---- MATERIAL

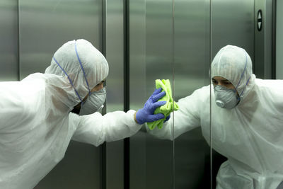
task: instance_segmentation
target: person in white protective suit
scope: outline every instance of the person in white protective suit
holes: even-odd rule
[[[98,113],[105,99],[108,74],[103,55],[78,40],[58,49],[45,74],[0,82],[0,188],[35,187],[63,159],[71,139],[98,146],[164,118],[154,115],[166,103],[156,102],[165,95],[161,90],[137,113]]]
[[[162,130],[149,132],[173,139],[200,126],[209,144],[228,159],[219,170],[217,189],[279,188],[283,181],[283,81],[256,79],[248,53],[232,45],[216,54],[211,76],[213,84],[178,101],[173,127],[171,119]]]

--------

STATED PROBLEM:
Rewrite all the rows, replacing "protective suit" with "coverall" and keeping everything else unchanged, but leave out the pictures.

FINISHED TASK:
task: instance_segmentation
target: person in white coverall
scope: outline every instance of the person in white coverall
holes: even-odd rule
[[[98,113],[105,99],[108,74],[103,55],[78,40],[58,49],[45,74],[0,82],[0,188],[35,187],[63,159],[71,139],[98,146],[164,118],[154,115],[166,103],[156,102],[165,95],[161,90],[137,113]]]
[[[162,130],[149,132],[173,139],[200,126],[209,144],[228,159],[219,170],[217,189],[279,188],[283,181],[283,81],[256,79],[248,53],[232,45],[216,54],[211,76],[213,84],[178,101],[173,127],[171,119]]]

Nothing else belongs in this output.